Data to examine |

========================================

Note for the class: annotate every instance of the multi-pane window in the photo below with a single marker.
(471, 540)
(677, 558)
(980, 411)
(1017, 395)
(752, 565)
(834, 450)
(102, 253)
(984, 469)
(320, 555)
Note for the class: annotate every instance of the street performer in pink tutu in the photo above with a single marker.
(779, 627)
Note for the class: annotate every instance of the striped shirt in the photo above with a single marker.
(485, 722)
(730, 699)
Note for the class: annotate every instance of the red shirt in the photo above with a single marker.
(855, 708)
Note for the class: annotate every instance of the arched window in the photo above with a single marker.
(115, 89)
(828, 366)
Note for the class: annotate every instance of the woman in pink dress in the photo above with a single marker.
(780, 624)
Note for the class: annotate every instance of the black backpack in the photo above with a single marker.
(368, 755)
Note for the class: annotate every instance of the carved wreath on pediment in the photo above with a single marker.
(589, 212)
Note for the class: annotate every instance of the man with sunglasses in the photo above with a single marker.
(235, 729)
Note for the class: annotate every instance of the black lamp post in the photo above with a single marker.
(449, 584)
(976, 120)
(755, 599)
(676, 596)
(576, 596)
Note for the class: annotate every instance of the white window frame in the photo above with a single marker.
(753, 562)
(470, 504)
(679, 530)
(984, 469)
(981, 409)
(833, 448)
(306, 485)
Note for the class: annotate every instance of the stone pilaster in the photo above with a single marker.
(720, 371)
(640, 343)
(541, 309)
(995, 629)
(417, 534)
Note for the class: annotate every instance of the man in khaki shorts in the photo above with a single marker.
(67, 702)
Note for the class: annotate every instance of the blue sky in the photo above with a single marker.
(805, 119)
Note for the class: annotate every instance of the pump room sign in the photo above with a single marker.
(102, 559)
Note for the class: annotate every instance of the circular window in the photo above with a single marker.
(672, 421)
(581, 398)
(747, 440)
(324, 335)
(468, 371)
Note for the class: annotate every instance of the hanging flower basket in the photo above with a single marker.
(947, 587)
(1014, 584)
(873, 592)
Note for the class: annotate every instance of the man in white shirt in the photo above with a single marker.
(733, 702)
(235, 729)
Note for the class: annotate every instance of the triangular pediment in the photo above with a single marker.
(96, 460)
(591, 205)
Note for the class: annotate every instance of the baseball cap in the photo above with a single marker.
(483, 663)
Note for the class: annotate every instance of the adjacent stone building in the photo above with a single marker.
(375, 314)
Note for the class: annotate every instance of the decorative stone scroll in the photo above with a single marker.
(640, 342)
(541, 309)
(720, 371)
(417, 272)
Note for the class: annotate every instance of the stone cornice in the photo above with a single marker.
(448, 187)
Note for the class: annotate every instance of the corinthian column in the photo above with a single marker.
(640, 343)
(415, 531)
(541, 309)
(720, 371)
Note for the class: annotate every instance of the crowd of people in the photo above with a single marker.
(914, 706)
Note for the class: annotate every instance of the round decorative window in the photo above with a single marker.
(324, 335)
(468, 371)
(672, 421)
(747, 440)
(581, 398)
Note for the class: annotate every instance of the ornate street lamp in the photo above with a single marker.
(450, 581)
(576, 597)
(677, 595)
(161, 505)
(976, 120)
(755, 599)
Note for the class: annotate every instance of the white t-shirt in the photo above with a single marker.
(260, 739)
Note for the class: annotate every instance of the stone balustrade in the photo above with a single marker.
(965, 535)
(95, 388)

========================================

Required work | Please return the full listing exactly as it appears.

Result of the task |
Note for the class: annotate every instance of the multi-pane window in the photo below with a single marker.
(471, 540)
(677, 558)
(980, 411)
(1017, 395)
(752, 565)
(834, 450)
(102, 253)
(984, 469)
(320, 555)
Note for the class: annotate every instance of the street performer in pink tutu in the photo above with a single marker.
(779, 627)
Note for the class: annotate every instance of the striped shirt in the photo above with a single marker.
(485, 722)
(730, 699)
Note for the class: annotate every instance of the red shirt in the photo above with a single marker.
(855, 708)
Note for the class: annotate every instance of the arched window in the photo above with a single marker.
(115, 89)
(828, 366)
Note for the class: annotate every instance of the woman in pink dress in the photo above with a single marker.
(780, 624)
Note for the class: annotate every instance of the black backpack in the photo above with a single marker.
(368, 755)
Note for the class: annotate every instance of the carved wreath on pediment in the photo above with a single marker.
(589, 212)
Note for the class: annotate every instance of the man with sunglasses in the photo above with a single marker.
(235, 729)
Note for the class: annotate every instance of the black lamp post in the photo above with a single marker.
(449, 584)
(976, 120)
(755, 599)
(676, 596)
(576, 596)
Note for the class: annotate every instance of the white window frame in the photo above with a single marker.
(753, 562)
(470, 504)
(679, 530)
(984, 469)
(981, 409)
(833, 448)
(306, 485)
Note for the class: annotate every instance of the stone pilaster in the photo above with a single marker.
(720, 371)
(640, 343)
(541, 309)
(995, 629)
(417, 534)
Note for the class: annotate every instance of the man in khaki shorts in the photo above with a single marker.
(67, 702)
Note for the class: annotate every instance of the blue sky in the photo above with a single marker.
(805, 119)
Note for the class: annotate every instance of the pump room sign in the photo above with a single marker.
(102, 559)
Note for the class: annotate every instance of the circular window in the photo above with a single marker.
(672, 421)
(581, 398)
(747, 440)
(324, 335)
(468, 371)
Note for the class: annotate every instance of the hanging flower basket in the photo above with a single marker.
(947, 587)
(1014, 584)
(873, 592)
Note for the class: annotate every instance of the man in white shirt in the photo above with a single marker.
(733, 702)
(235, 729)
Note for the class: annotate every instance of the triangular pediment in the photo above with a single marker.
(96, 460)
(591, 205)
Note for the class: annotate every instance of the baseball cap in the photo above with a single marker.
(483, 663)
Note for the class: annotate every instance of the adjacent stone building in the photo above with a single marker.
(375, 314)
Note for the class: annotate every instance of the decorative stone scroll in the photo above with a single marker.
(640, 342)
(541, 309)
(720, 371)
(417, 272)
Note for the class: annotate every instance of the stone cornice in the photo above with a single marker.
(448, 187)
Note for the class: annotate every instance of the corinthian column in the photo above with a single marker.
(640, 343)
(415, 531)
(541, 309)
(720, 371)
Note for the class: annotate every instance of the crowd of people in the photo above with a single marker.
(914, 706)
Note for the class: annotate every instance of the round decorative window in the photo above with a single marker.
(324, 335)
(468, 371)
(672, 421)
(747, 440)
(581, 398)
Note for the class: annotate every instance of the ornate street lamp in the photo above with a single marker.
(450, 581)
(576, 597)
(677, 595)
(161, 505)
(976, 120)
(755, 599)
Note for the class: annotate every instance of the white t-shirt in the photo above with a single marker.
(260, 739)
Note for the class: annotate every instance of the stone balustrade in the photo above with a single marker.
(965, 535)
(95, 388)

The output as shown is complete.